Records drawn from a dataset
+--

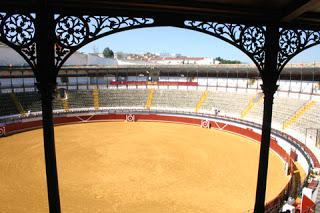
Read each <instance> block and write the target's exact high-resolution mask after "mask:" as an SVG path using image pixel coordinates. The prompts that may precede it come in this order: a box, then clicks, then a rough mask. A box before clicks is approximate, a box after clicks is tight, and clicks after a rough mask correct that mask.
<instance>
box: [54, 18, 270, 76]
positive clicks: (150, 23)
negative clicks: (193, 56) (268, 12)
mask: <svg viewBox="0 0 320 213" xmlns="http://www.w3.org/2000/svg"><path fill="white" fill-rule="evenodd" d="M158 23H161V22H157V20H154V19H153V18H136V17H121V16H112V17H110V16H62V15H59V16H56V17H55V24H56V29H55V32H56V53H55V54H56V68H57V70H59V68H60V67H61V66H62V65H63V63H64V62H65V61H66V60H67V59H68V58H69V57H70V56H71V55H72V53H74V52H75V51H76V50H78V49H79V48H81V47H83V46H84V45H86V44H88V43H90V42H92V41H94V40H96V39H99V38H102V37H104V36H107V35H111V34H114V33H117V32H121V31H126V30H131V29H137V28H145V27H155V26H164V25H162V24H158ZM170 26H173V27H179V28H184V29H190V30H194V31H198V32H202V33H206V34H209V35H212V36H215V37H217V38H219V39H222V40H223V41H226V42H228V43H230V44H231V45H233V46H235V47H236V48H238V49H240V50H241V51H242V52H244V53H245V54H247V55H248V56H249V57H250V58H251V59H252V60H253V62H254V63H255V64H256V65H257V67H258V69H259V70H262V69H263V66H264V57H265V56H264V55H265V53H264V41H265V28H264V27H258V26H246V25H240V24H223V23H218V22H200V21H184V22H182V23H178V24H176V23H175V24H172V25H170Z"/></svg>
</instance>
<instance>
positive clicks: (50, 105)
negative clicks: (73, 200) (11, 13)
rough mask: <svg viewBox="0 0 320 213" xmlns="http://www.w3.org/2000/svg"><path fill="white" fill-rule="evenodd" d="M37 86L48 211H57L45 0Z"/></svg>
mask: <svg viewBox="0 0 320 213" xmlns="http://www.w3.org/2000/svg"><path fill="white" fill-rule="evenodd" d="M35 23H36V29H37V30H36V34H35V39H36V43H37V62H38V63H37V67H36V72H35V74H36V78H37V83H36V85H37V87H38V89H39V91H40V94H41V103H42V125H43V139H44V152H45V165H46V178H47V189H48V202H49V211H50V213H60V212H61V209H60V197H59V187H58V172H57V163H56V152H55V138H54V126H53V113H52V100H53V92H54V90H55V87H56V74H55V57H54V29H55V27H54V16H53V13H51V11H50V10H49V9H48V0H38V8H37V14H36V20H35Z"/></svg>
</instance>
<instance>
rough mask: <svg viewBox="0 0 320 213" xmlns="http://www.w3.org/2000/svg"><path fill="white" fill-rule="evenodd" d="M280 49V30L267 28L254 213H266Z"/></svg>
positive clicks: (265, 42)
mask: <svg viewBox="0 0 320 213" xmlns="http://www.w3.org/2000/svg"><path fill="white" fill-rule="evenodd" d="M278 49H279V28H278V27H277V26H275V25H268V26H267V27H266V38H265V65H264V68H263V70H262V71H261V78H262V82H263V84H262V85H261V88H262V91H263V93H264V105H263V122H262V134H261V143H260V156H259V170H258V180H257V188H256V199H255V206H254V213H261V212H264V209H265V196H266V186H267V175H268V161H269V147H270V134H271V121H272V105H273V96H274V94H275V92H276V90H277V89H278V85H277V79H278V76H279V72H278V71H277V56H278Z"/></svg>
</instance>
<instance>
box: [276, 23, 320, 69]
mask: <svg viewBox="0 0 320 213" xmlns="http://www.w3.org/2000/svg"><path fill="white" fill-rule="evenodd" d="M317 44H320V31H313V30H290V29H284V28H281V29H280V39H279V52H278V67H277V68H278V70H279V71H281V70H282V69H283V67H284V66H285V65H286V64H287V63H288V62H289V61H290V60H291V59H292V58H293V57H294V56H296V55H297V54H298V53H300V52H301V51H303V50H305V49H307V48H309V47H312V46H314V45H317Z"/></svg>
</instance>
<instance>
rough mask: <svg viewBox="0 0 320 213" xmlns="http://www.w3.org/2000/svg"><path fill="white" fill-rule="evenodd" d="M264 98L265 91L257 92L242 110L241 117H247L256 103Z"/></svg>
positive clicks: (241, 112) (257, 102)
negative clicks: (257, 92)
mask: <svg viewBox="0 0 320 213" xmlns="http://www.w3.org/2000/svg"><path fill="white" fill-rule="evenodd" d="M262 100H263V93H257V94H256V95H255V96H254V97H253V98H251V99H250V100H249V103H248V105H247V106H246V108H245V109H244V110H243V111H242V112H241V116H240V117H241V118H245V117H246V116H247V115H248V114H249V112H250V111H251V110H252V109H253V107H254V106H255V104H256V103H259V102H261V101H262Z"/></svg>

+--

# [Assignment]
What is needed is an exact copy of the lines from the start of the records through the line containing "negative clicks: (73, 200) (11, 13)", with no pictures.

# [Result]
Read each <instance> block and write the target's exact high-resolution mask after "mask:" as an SVG path using image pixel coordinates. The prompts that may precede it come in this order: a box, then clicks, then a rough mask. A box before clicks is approximate, a box after clicks is tight, and clicks after a rough mask correct that mask.
<instance>
box: [54, 18, 270, 76]
positive clicks: (150, 23)
negative clicks: (193, 56) (268, 12)
mask: <svg viewBox="0 0 320 213" xmlns="http://www.w3.org/2000/svg"><path fill="white" fill-rule="evenodd" d="M158 23H161V22H157V20H154V19H153V18H136V17H121V16H112V17H110V16H62V15H59V16H56V17H55V24H56V29H55V32H56V53H55V54H56V68H57V70H59V68H60V67H61V66H62V65H63V63H64V62H65V61H66V60H67V59H68V58H69V57H70V56H71V55H72V53H74V52H75V51H76V50H78V49H79V48H81V47H83V46H84V45H86V44H88V43H90V42H92V41H94V40H96V39H99V38H102V37H104V36H107V35H111V34H114V33H117V32H121V31H126V30H131V29H137V28H145V27H155V26H164V25H162V24H158ZM170 26H173V27H179V28H184V29H190V30H194V31H198V32H202V33H206V34H209V35H212V36H215V37H217V38H219V39H222V40H223V41H226V42H228V43H230V44H231V45H233V46H235V47H236V48H238V49H240V50H241V51H242V52H244V53H245V54H247V55H248V56H249V57H250V58H251V59H252V60H253V62H254V63H255V64H256V65H257V67H258V69H259V70H262V69H263V66H264V57H265V56H264V55H265V53H264V41H265V28H264V27H258V26H246V25H240V24H223V23H218V22H200V21H184V22H182V23H178V24H176V23H175V24H172V25H170Z"/></svg>
</instance>
<instance>
positive clicks: (50, 105)
negative clicks: (73, 200) (11, 13)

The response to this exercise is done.